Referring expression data
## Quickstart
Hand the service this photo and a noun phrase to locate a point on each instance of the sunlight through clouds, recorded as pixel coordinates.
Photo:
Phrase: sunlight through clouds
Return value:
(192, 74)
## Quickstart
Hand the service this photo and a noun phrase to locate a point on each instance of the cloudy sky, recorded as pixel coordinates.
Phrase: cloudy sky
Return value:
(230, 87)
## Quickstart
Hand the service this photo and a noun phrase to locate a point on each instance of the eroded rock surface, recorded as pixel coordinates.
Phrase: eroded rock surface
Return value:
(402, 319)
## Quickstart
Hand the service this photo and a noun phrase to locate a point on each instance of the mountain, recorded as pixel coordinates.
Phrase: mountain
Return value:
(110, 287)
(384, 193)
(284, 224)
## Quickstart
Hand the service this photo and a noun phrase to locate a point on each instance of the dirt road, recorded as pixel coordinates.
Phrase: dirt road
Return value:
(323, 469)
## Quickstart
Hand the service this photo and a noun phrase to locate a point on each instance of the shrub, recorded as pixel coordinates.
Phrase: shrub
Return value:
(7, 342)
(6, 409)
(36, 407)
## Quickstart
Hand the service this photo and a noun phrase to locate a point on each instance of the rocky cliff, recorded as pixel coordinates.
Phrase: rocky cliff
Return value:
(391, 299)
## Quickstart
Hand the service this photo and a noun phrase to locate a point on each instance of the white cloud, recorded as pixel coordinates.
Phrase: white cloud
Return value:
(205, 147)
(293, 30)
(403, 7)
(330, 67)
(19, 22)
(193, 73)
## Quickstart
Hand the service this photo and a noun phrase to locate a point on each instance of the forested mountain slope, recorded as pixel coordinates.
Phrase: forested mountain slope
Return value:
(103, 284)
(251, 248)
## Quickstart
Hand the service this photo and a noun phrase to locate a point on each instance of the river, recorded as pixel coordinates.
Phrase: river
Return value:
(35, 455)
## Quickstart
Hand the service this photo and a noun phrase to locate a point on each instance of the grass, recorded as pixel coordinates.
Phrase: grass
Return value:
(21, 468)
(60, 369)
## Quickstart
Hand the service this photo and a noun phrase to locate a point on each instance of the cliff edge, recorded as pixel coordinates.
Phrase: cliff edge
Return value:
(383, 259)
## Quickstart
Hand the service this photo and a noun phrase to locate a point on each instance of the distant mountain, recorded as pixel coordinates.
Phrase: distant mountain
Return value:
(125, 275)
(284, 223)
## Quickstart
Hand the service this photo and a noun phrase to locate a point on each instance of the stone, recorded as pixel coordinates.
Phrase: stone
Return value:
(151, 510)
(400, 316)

» **Exercise aim**:
In your response, give all the records again with nothing altered.

» **Solution below**:
## Quickstart
Hand the service this photo and a noun phrase to locate a point on each instance of the sunlight through clouds, recorded as pixel coordinates.
Photo:
Phrase: sunlight through clouds
Return value:
(192, 74)
## Quickstart
Hand the service this photo and a noun phrase to locate a point on each instance of the cloudy sky, recorded as pixel coordinates.
Phrase: cloudy sky
Return value:
(230, 87)
## Quickstart
Hand the service this photo and a noun phrase to locate a point on each instance of the eroded rock surface, recorded as pixel coordinates.
Phrase: eroded rock surface
Return value:
(402, 319)
## Quickstart
Hand the service this photo and a noun phrase to locate a point on each instance of the mountain, recorded as pixel coordinates.
Phrase: mountain
Return value:
(110, 287)
(384, 193)
(284, 224)
## Quickstart
Hand the service this photo and a noun phrase to locate a point on each instance of the dirt road, recorded as pixel coordinates.
Phrase: dirt road
Return value:
(323, 469)
## Quickstart
Hand the service this photo and a noun phrase to locate a point on each instance of the shrub, recorded as pixel coordinates.
Phrase: shrub
Return value:
(7, 342)
(6, 409)
(36, 407)
## Quickstart
Hand the service this photo and a noun phrase to locate a point on each instance of the rocky cliff, recorded as pixel coordinates.
Phrase: rocky cliff
Return value:
(391, 299)
## Quickstart
Hand the service this photo and a noun phrase to locate a point on each instance of the white cloud, recorded as pixel coordinates.
Phrase: white cloud
Return value:
(205, 147)
(293, 30)
(403, 7)
(330, 67)
(19, 22)
(193, 73)
## Quickstart
Hand the service this photo and a noun phrase to locate a point on each instance of the forested mountain slope, recorded as pixel coordinates.
Phrase: forested mountain slope
Return value:
(103, 284)
(251, 248)
## Quickstart
Hand the service this photo and a noun phrase to locate a point on each instance of the river, recorded as pixel coordinates.
Phrase: river
Return value:
(35, 455)
## Quickstart
Hand the service this photo and a noun phrase to locate a point on each instance of the grass, recorded as pixel coordinates.
Phrase: grass
Return value:
(21, 468)
(60, 369)
## Quickstart
Hand the service this photo and a noun phrase to locate a point on each instance of the cliff edge, recorded as pixel coordinates.
Phrase: cliff edge
Return value:
(383, 259)
## Quickstart
Hand the service this photo and a noun phrase to locate a point on each instance of the distant mountain, recorded as pixel coordinates.
Phrase: distant mountain
Return value:
(125, 275)
(284, 223)
## Quickstart
Hand the service this photo and a noun phrase to locate a point on each instance of the stone, recorded as pixel coordinates.
Phrase: stone
Return value:
(151, 510)
(400, 316)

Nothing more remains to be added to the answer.